▶ **Exercise goal**
Please keep the images out and set down the data exactly as given.

▶ **Information given**

________________________

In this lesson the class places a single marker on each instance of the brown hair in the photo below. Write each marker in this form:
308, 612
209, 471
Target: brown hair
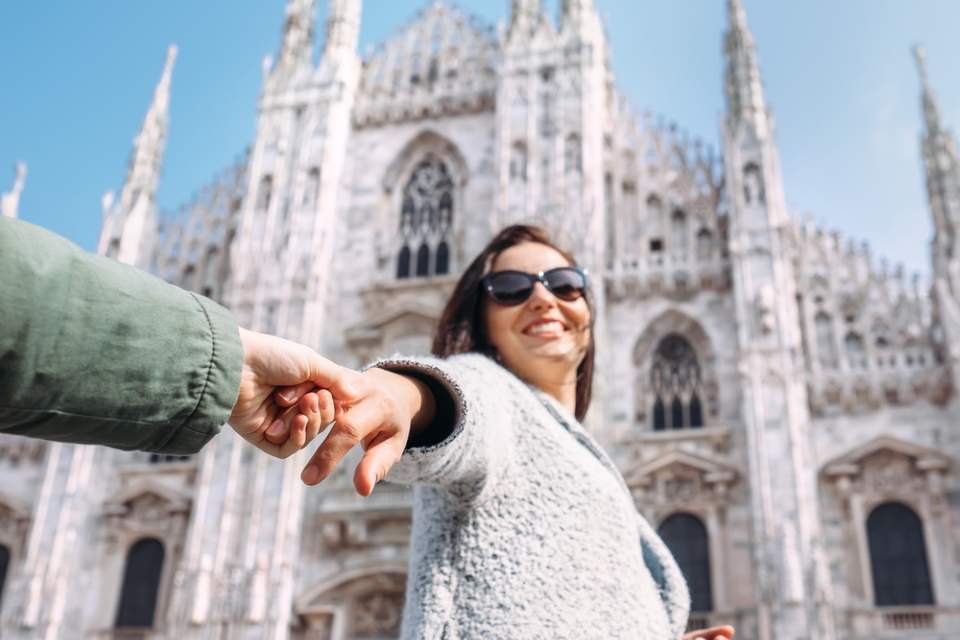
461, 328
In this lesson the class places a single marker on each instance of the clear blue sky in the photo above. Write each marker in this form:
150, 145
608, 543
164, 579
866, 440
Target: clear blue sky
77, 78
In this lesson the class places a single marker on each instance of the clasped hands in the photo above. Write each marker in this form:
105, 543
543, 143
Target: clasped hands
289, 394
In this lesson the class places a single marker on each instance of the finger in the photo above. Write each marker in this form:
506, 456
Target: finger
310, 407
297, 438
382, 453
287, 433
350, 429
288, 396
279, 431
328, 409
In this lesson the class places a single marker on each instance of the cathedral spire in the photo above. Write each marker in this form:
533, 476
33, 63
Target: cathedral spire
298, 30
574, 10
525, 17
149, 145
129, 224
744, 89
343, 27
10, 201
931, 109
942, 166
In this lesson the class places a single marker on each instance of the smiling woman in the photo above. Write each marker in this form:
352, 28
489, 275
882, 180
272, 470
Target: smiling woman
519, 515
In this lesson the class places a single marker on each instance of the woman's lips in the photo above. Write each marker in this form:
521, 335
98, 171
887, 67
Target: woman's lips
548, 329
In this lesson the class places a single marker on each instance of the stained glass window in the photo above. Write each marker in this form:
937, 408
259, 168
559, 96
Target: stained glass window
898, 557
426, 218
686, 537
675, 380
141, 584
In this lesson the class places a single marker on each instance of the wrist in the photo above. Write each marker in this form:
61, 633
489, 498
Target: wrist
411, 395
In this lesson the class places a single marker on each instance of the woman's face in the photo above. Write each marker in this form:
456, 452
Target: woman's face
543, 339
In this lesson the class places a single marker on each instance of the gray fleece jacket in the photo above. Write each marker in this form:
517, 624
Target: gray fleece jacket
523, 527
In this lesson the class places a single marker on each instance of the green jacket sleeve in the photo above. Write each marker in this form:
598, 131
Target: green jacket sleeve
96, 352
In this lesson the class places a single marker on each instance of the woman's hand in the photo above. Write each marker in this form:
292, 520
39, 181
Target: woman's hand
377, 410
713, 633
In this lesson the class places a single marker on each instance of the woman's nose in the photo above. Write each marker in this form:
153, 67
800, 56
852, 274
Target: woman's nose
541, 296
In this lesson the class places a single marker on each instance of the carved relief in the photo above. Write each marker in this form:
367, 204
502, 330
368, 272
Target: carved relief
365, 606
18, 450
765, 310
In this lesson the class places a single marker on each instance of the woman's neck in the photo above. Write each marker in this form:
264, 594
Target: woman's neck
564, 392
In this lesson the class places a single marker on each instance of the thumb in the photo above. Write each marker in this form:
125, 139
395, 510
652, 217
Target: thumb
380, 456
341, 382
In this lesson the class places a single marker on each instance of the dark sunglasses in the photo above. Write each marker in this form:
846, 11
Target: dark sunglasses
514, 287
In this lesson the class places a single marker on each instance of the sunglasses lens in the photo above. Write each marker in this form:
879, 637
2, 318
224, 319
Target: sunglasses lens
510, 288
566, 284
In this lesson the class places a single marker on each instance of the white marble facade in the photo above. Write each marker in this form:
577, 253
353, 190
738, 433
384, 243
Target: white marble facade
775, 382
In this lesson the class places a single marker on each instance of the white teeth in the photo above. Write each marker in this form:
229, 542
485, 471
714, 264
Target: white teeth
545, 327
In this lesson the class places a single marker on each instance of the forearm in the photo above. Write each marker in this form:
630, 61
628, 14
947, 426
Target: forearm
414, 398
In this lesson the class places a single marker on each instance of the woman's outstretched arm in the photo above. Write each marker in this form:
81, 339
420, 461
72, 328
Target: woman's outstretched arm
424, 420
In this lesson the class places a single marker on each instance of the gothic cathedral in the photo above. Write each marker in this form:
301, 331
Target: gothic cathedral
783, 406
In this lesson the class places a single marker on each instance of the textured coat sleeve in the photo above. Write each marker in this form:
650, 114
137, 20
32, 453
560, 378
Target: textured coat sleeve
96, 352
479, 447
666, 573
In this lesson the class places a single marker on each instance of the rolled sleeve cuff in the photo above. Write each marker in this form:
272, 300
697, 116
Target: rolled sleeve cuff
221, 387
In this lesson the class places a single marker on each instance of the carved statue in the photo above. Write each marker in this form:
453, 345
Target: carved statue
766, 313
10, 201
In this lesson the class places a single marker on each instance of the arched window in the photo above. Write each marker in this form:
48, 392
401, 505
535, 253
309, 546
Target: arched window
423, 260
630, 206
654, 215
856, 352
675, 380
265, 193
403, 263
311, 191
753, 190
898, 557
518, 162
4, 567
443, 259
678, 230
141, 584
426, 216
704, 244
573, 155
686, 537
826, 349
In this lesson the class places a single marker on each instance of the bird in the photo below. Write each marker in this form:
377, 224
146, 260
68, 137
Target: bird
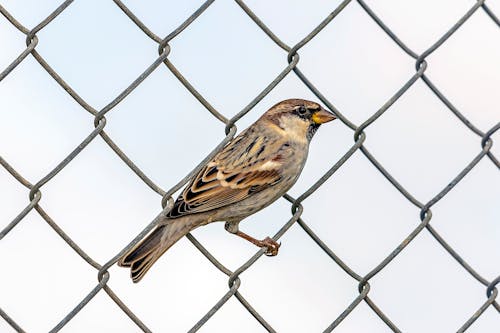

________________________

▶ **Answer space**
In this lesson the class places a single marker on each instance of the brown hair in the photo below. Write each marker in this form:
308, 612
209, 471
Target: brown hair
461, 328
In this lesson the class places a single marker on each instance of the clear blue sky in the photo above. Write each marker in this form:
150, 145
608, 543
164, 579
866, 440
Target: clear blue sky
77, 78
In this lesson the class places a single marker on each instance of the clasped hands in the photo above. Write each marker in this form:
105, 543
543, 143
Target: clasped hands
289, 394
In this lesson the class places a single marker on each instance of the finger in the photo above. Write each marker in this form:
506, 456
Target: finger
310, 407
297, 438
382, 453
287, 433
350, 429
288, 396
279, 431
328, 409
In this lesson the class places a single marker on each instance of the cathedral spire in the photo above. Write each marker in this form:
533, 476
33, 63
Target: cathedral spire
298, 30
574, 10
525, 17
149, 145
129, 224
744, 89
343, 27
10, 201
931, 109
942, 166
In this lesson the class places a single marker on each instance of the smiling woman in the photo above. Write each marker in this form:
352, 28
489, 275
882, 180
272, 470
Target: smiling woman
519, 515
In this lesson the class places a single marker on each instance of the woman's lips in the photo above. Write each marker in this form:
521, 335
98, 171
887, 67
Target: woman's lips
548, 329
In this lesson the class places a single marker on each instance of the stained glass window in the photo above. Write each marker in this form:
937, 408
259, 168
559, 96
Target: stained glass window
898, 557
426, 218
686, 537
675, 380
141, 584
In this lesson the class places a single marker on each instance of the wrist in the photo above. Write each marker in this form:
61, 633
489, 498
Target: wrist
411, 395
In this lesson the class places a single marker on each instance of the woman's face in the photo above. Write each marker in this form:
456, 452
Target: woman's face
543, 339
In this lesson the class places a single marker on each instance of the gray fleece jacket in the photo above. Write each marker in this form:
517, 624
Target: gray fleece jacket
523, 527
In this lesson the class places a single marker on each instance of the green jacket sleeve in the photo above. Write each marker in this form:
598, 131
Target: green jacket sleeve
96, 352
In this lesson the class places a single marker on each instance of the woman's hand in the photo above. Write each marker in this form:
292, 520
39, 181
Target: woman's hand
377, 410
713, 633
In this lesson the class places a single marker on each instance of the woman's nose in the photo above. Write each marker in this form:
153, 67
800, 56
852, 274
Target: woman's nose
541, 296
In this lesson the class places a single marker on each instance of the carved relief in the photo above. Write each marker in this form:
367, 204
502, 330
368, 272
Target: carved relief
365, 606
18, 450
765, 310
In this lesson the class places a single marker on each instance of the woman's neck in the photo above. Write each marker in this form:
264, 594
Target: woman's neck
564, 392
In this lesson the class places a single marker on each instance of the thumb in the photo above. Write each marker in this form:
125, 139
395, 510
652, 217
Target: thumb
380, 456
341, 382
In this lesson the class places a single marker on each instance of the dark sunglasses in the photo above. Write each marker in this form:
846, 11
Target: dark sunglasses
514, 287
In this lesson the class places a single marker on each instance of the sunglasses lens in the photo above. Write each marker in this form:
879, 637
2, 318
224, 319
Target: sunglasses lens
510, 288
566, 284
In this lesson the class places a single marker on each instance of the white marble facade in the photo above. Write each marker in this form:
577, 253
353, 190
738, 433
384, 243
Target: white marble facade
775, 382
In this lesson the class places a single marker on each instance of the white teeth in the photo above. Write each marker in this form:
229, 542
485, 471
714, 264
Target: white teeth
545, 327
In this lesson the class places a single marker on each instance of the forearm in the photo above. Write each marker in this form:
630, 61
628, 14
947, 426
Target: forearm
414, 398
In this lesson the class places a single marker on each instance of the woman's outstretched arm in the photo above. Write each marker in this form:
81, 339
420, 461
72, 328
Target: woman's outstretched arm
424, 420
In this lesson the class places a single marker on each instance of the gothic cathedral in the photo above. Write each marker in this form:
301, 331
Target: gothic cathedral
783, 406
In this lesson the class places a single marker on each instance of the textured coat sleeve in the photo above. Write each marker in this form:
650, 114
137, 20
32, 453
560, 378
Target: textured coat sleeve
96, 352
479, 447
666, 573
In this lesson the class places a single marker on each instance of the rolled sleeve cuff in the photo above. Write each marker in this form:
272, 300
697, 116
Target: rolled sleeve cuff
221, 387
In this lesson the class places a single marker on each instance of the carved statue in the photo above. Write each marker in this form:
453, 345
Target: carved statue
766, 313
10, 201
In this lesson the class places a single marker on each instance of the arched window in the photo above. Write each marker in this form:
48, 392
401, 505
535, 253
309, 546
Target: arched window
423, 260
630, 206
654, 215
856, 352
675, 380
265, 193
403, 263
311, 191
753, 190
898, 557
518, 162
4, 567
443, 259
678, 230
141, 584
426, 216
704, 244
573, 155
686, 537
826, 349
In this lesson the class places a single marker on each instance of the bird in the photo below. Write each marker in this form:
377, 224
146, 260
68, 137
Target: bird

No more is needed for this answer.